• _GIVEN EXERCISE_
Update the material from the line containing "the white ceiling" through the end of the material, both ends included, so that "window pane" becomes "glass pane". Give back only those lines, with nothing else changed.

[Records of labeled points]
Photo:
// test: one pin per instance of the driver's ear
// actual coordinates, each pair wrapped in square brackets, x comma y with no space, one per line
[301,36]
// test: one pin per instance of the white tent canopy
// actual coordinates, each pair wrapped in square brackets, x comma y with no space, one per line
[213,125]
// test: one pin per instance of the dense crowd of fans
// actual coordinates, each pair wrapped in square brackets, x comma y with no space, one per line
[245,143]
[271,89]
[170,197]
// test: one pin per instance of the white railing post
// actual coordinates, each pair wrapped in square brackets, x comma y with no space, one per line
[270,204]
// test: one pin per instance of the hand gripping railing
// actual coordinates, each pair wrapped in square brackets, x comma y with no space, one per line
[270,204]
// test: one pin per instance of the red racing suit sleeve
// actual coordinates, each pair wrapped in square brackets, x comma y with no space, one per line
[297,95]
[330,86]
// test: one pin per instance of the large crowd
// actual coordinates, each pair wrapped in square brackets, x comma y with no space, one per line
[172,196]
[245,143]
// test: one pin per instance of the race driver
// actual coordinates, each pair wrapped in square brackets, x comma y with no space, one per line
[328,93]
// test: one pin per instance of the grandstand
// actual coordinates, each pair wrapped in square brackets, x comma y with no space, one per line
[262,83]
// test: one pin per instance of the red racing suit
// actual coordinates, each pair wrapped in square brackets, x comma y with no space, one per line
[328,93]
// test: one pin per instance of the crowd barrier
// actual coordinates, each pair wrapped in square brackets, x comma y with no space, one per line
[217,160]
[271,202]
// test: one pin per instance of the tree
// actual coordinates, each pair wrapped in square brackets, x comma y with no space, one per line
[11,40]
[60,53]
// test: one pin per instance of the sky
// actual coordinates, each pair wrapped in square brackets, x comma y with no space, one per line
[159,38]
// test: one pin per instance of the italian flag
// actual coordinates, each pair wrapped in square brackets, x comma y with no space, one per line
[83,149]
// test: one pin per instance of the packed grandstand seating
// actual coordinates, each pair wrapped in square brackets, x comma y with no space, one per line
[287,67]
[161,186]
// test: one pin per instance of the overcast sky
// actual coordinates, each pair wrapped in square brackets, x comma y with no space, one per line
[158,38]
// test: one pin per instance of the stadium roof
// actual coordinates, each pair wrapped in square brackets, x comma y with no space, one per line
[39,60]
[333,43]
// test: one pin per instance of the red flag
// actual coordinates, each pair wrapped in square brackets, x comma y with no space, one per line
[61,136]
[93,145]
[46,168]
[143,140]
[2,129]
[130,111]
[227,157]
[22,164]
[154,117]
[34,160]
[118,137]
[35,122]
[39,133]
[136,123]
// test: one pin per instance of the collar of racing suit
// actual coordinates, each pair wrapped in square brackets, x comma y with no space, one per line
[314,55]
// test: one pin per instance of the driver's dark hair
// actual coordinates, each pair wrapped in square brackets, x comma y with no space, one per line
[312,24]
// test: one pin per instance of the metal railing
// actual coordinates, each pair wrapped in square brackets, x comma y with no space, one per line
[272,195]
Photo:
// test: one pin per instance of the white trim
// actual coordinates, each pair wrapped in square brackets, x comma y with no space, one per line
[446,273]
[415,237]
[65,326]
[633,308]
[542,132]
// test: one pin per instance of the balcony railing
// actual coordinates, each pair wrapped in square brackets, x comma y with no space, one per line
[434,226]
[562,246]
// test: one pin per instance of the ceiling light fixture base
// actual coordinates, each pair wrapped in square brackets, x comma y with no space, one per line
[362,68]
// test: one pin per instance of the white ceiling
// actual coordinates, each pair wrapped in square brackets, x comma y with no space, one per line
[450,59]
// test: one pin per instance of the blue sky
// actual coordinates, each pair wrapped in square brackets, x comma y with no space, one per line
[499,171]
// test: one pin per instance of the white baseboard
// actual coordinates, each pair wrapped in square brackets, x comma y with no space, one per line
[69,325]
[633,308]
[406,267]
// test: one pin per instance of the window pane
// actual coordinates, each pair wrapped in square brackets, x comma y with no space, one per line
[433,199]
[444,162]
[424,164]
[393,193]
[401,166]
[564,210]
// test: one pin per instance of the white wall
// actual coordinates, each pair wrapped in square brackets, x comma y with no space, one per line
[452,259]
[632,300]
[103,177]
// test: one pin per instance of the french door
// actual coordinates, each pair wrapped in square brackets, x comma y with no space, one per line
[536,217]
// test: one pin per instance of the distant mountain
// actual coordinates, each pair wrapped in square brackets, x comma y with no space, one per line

• _RESULT FOR THIS TASK_
// test: one pin per instance of the white ceiling
// actual coordinates, each pair wrapped in square brackets, x comma y with no space, one per line
[450,59]
// test: one pin per instance of the blue sky
// actual coordinates, each pair wrapped in square brackets, x comma y with no space, one per line
[499,171]
// test: one pin per instance of the white baseboard
// actual coordinates, each pair wrapped in square brackets, x comma y with no space, one per line
[69,325]
[633,308]
[406,267]
// test: one pin per instance of the glass pane
// actual coordinates, each pair wrapped in square brackets, x comma y with no space, one per line
[433,199]
[444,162]
[424,164]
[393,193]
[401,166]
[564,210]
// test: one pin per instance of the white wall
// actual coordinates, each pair wrapped in square brackets, x comma y with no space, one per line
[452,259]
[632,300]
[103,177]
// test: one pin per instance of the french door
// actual coordinates, each pair wrapped in square brackets, x comma y with no space, one per line
[536,217]
// test: one pin per instance of the distant mountain
// actual coordinates, each pair wrapped in square brackets, x comma y with no space, one per line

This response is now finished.